Records for processing –
· · · ·
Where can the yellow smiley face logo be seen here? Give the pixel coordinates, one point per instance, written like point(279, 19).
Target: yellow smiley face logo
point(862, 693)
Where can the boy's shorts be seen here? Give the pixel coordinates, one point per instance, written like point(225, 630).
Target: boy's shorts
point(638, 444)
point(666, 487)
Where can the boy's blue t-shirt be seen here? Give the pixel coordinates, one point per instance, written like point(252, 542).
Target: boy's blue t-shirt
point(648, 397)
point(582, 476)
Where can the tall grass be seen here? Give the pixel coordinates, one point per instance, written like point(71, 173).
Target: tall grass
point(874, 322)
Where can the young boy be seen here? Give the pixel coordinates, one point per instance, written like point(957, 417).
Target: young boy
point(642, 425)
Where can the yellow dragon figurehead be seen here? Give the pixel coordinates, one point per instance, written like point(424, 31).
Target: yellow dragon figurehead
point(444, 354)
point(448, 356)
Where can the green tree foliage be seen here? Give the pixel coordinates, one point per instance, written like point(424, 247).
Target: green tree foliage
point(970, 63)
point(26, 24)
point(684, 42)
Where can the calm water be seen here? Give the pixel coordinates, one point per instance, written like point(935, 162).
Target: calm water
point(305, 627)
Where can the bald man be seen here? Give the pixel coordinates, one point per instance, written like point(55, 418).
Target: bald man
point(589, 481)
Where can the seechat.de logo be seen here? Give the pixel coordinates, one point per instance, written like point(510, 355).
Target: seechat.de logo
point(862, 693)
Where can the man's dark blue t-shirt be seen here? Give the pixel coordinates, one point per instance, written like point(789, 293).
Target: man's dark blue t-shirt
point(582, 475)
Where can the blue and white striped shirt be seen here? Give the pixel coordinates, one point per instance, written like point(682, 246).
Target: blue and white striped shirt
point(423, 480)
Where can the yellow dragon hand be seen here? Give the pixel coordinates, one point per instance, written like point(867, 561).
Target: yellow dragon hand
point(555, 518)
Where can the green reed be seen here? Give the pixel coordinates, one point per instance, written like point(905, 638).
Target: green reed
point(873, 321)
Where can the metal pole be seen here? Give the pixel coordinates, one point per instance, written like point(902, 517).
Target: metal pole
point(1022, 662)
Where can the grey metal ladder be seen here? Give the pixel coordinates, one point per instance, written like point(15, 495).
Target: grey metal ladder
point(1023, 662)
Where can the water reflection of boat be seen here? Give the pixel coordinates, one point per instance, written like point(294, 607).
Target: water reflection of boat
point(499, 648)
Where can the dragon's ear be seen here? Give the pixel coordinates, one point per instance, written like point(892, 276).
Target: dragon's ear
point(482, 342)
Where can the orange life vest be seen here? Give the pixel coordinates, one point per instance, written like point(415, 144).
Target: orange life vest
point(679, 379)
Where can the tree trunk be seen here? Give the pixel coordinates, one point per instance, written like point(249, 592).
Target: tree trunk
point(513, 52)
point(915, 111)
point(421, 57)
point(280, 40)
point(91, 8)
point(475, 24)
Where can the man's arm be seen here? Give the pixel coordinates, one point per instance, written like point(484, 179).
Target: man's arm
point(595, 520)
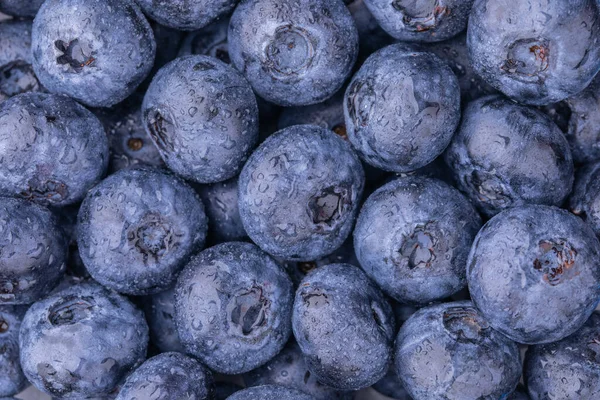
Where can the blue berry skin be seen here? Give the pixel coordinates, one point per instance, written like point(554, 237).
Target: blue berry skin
point(455, 52)
point(585, 199)
point(96, 52)
point(16, 72)
point(34, 251)
point(20, 8)
point(169, 376)
point(221, 202)
point(448, 351)
point(506, 155)
point(289, 369)
point(202, 116)
point(233, 307)
point(299, 193)
point(270, 392)
point(12, 380)
point(81, 341)
point(344, 326)
point(186, 15)
point(421, 20)
point(567, 369)
point(160, 315)
point(402, 108)
point(533, 274)
point(535, 52)
point(145, 219)
point(293, 52)
point(60, 152)
point(413, 237)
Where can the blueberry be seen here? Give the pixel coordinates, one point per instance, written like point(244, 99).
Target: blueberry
point(168, 376)
point(344, 326)
point(455, 52)
point(160, 314)
point(60, 152)
point(33, 249)
point(233, 307)
point(12, 380)
point(289, 369)
point(20, 8)
point(535, 52)
point(449, 351)
point(421, 20)
point(96, 52)
point(129, 143)
point(208, 41)
point(506, 155)
point(202, 116)
point(402, 108)
point(144, 219)
point(413, 237)
point(567, 369)
point(80, 342)
point(293, 53)
point(186, 15)
point(16, 72)
point(391, 386)
point(299, 193)
point(270, 392)
point(221, 202)
point(533, 273)
point(585, 199)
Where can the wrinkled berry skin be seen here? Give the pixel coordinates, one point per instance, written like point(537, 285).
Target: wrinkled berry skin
point(96, 52)
point(60, 152)
point(402, 108)
point(202, 116)
point(289, 369)
point(221, 202)
point(421, 20)
point(535, 52)
point(160, 315)
point(533, 273)
point(299, 193)
point(233, 307)
point(583, 129)
point(344, 327)
point(270, 392)
point(12, 380)
point(137, 229)
point(585, 199)
point(293, 52)
point(16, 72)
point(81, 341)
point(34, 251)
point(449, 351)
point(567, 369)
point(20, 8)
point(169, 376)
point(186, 15)
point(506, 155)
point(413, 237)
point(455, 52)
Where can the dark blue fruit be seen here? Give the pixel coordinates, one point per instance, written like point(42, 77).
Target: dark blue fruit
point(449, 351)
point(533, 273)
point(168, 376)
point(344, 326)
point(137, 229)
point(233, 307)
point(299, 193)
point(202, 116)
point(81, 342)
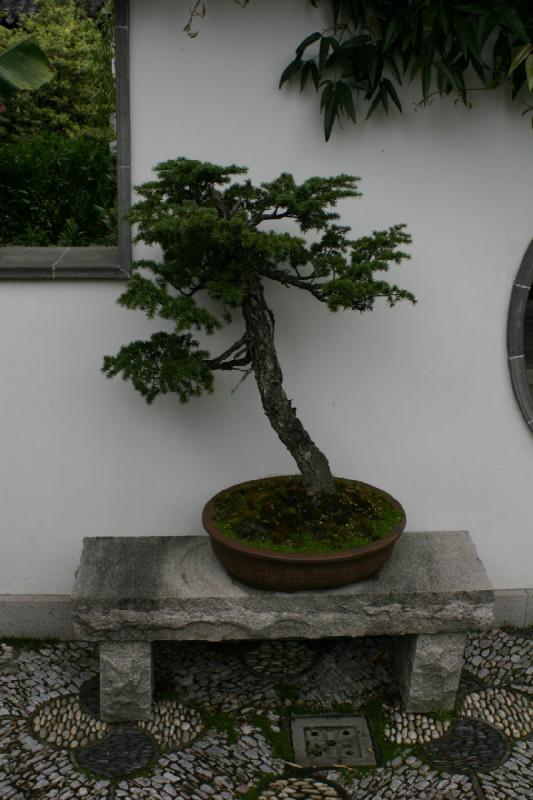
· · · ·
What you should do – The result should be the full set of entries above, restated exactly and without images.

Task output –
Where can the yellow smiley face logo be seen here? Give the pixel coordinates, one point per instance, written like point(279, 19).
Target: yellow smiley face logo
point(862, 693)
Where can the boy's shorts be seen here? Give the pixel coordinates, one point per instance, written like point(225, 630).
Target: boy's shorts
point(638, 444)
point(666, 487)
Where can the boy's blue t-shirt be seen here? Give the pixel coordinates, one point per instance, written like point(252, 542).
Target: boy's blue t-shirt
point(648, 397)
point(582, 476)
Where can the tall grass be seen here? Give the pixel coordinates, one point per instance, written like point(71, 173).
Target: tall grass
point(874, 322)
Where can the young boy be seen here? Give the pixel coordinates, one point per instance, written like point(957, 417).
Target: young boy
point(642, 425)
Where can the yellow dragon figurehead be seen here? Give the pixel coordinates, one point per instance, written like point(424, 31).
Target: yellow dragon figurehead
point(444, 354)
point(448, 356)
Where can the green tree foliage be seen here? Give the pixel coordinates, one point per instance, written like point(424, 247).
Target: green tree foliage
point(970, 63)
point(26, 24)
point(684, 42)
Where can the calm water be seen here? Give the pixel coordinates, one point per instance, written like point(935, 162).
Target: calm water
point(305, 627)
Where can the bald man be seen here? Give the pixel coordinates, one point per instance, written like point(55, 418).
Target: bald man
point(589, 481)
Where can the seechat.de logo be seen here? Give the pixel coordinates, one point per instance, written like point(510, 355).
Target: seechat.de logo
point(862, 693)
Where can the man's dark blue t-shirt be seen here? Give the pixel coordinates, one point per instance, written like point(789, 293).
Target: man's dark blue t-shirt
point(582, 475)
Where can the blue and white striped shirt be seen here? Give the pixel coordinates, one point per instance, written like point(682, 246).
Target: blue and white striped shirt
point(423, 480)
Where can the yellow dragon hand be seen here? Give the pixel coordinates, one point per instance, written like point(867, 561).
Target: yellow dragon hand
point(555, 518)
Where can the green reed be seen here? Give the pixel coordinates, one point per instance, written like point(905, 638).
Target: green reed
point(873, 321)
Where can the metal pole be seen here? Give the pixel coordinates, one point per instance, written like point(902, 517).
Target: metal pole
point(1022, 662)
Where can the grey metal ladder be seen here? Give the pixel coordinates, one point per instance, written like point(15, 495).
Target: grey metal ladder
point(1023, 662)
Where can the water reflection of boat be seen here? Give the pixel coordinates, one point per instance, written like point(294, 607).
Target: water reflection of boat
point(499, 648)
Where can the dragon's ear be seen here? Give the pixel coordinates, one point per instance, written like point(892, 276).
Target: dragon's ear
point(482, 342)
Where can the orange life vest be seen here? Give the pixel coordinates, one point per instance, written like point(415, 144).
Target: orange life vest
point(679, 379)
Where can the tree trunk be seen here? Give the pixel coordinates, one point per instance, written like point(249, 592).
Target: tree trunk
point(513, 52)
point(915, 111)
point(421, 57)
point(280, 40)
point(91, 8)
point(475, 24)
Where can the man's arm be seen here? Give the pixel coordinates, one point per instance, written like point(484, 179).
Target: man's arm
point(595, 520)
Where can the blue berry skin be seen here? Give the pixel coordinates, one point per instance, written like point(554, 237).
Target: blue berry skin
point(455, 52)
point(585, 199)
point(96, 52)
point(16, 72)
point(34, 251)
point(20, 8)
point(169, 376)
point(221, 202)
point(448, 351)
point(506, 155)
point(289, 369)
point(202, 116)
point(233, 307)
point(299, 193)
point(270, 392)
point(12, 380)
point(81, 341)
point(344, 326)
point(186, 15)
point(421, 20)
point(567, 369)
point(160, 315)
point(402, 108)
point(533, 274)
point(535, 52)
point(145, 219)
point(293, 52)
point(60, 152)
point(413, 237)
Where can the blueberry be seen here? Give the pixel coordinates, one point per instance, written like point(244, 99).
Target: blueberry
point(168, 376)
point(344, 326)
point(455, 52)
point(160, 314)
point(60, 152)
point(33, 249)
point(233, 307)
point(12, 380)
point(289, 369)
point(20, 8)
point(535, 52)
point(449, 351)
point(421, 20)
point(96, 52)
point(129, 143)
point(208, 41)
point(506, 155)
point(202, 116)
point(402, 108)
point(144, 219)
point(413, 237)
point(567, 369)
point(80, 342)
point(293, 53)
point(186, 15)
point(16, 72)
point(391, 386)
point(299, 193)
point(270, 392)
point(221, 202)
point(533, 273)
point(585, 199)
Where can the wrinkled berry skin be seen here? Give the pixel coordinates, one point per instance, written like point(537, 285).
Target: wrinkled berry skin
point(96, 52)
point(60, 152)
point(402, 108)
point(202, 116)
point(289, 369)
point(221, 202)
point(421, 20)
point(535, 52)
point(160, 315)
point(533, 273)
point(299, 193)
point(233, 307)
point(583, 129)
point(344, 327)
point(270, 392)
point(12, 380)
point(137, 229)
point(585, 199)
point(293, 52)
point(16, 72)
point(81, 341)
point(34, 251)
point(449, 351)
point(567, 369)
point(20, 8)
point(169, 376)
point(186, 15)
point(506, 155)
point(413, 237)
point(455, 52)
Where can the dark blue fruit be seen here? Give the pixel coordinates, one point per instance, written like point(42, 77).
Target: dark blue fruit
point(449, 351)
point(533, 273)
point(168, 376)
point(344, 326)
point(137, 229)
point(233, 307)
point(299, 193)
point(202, 116)
point(81, 342)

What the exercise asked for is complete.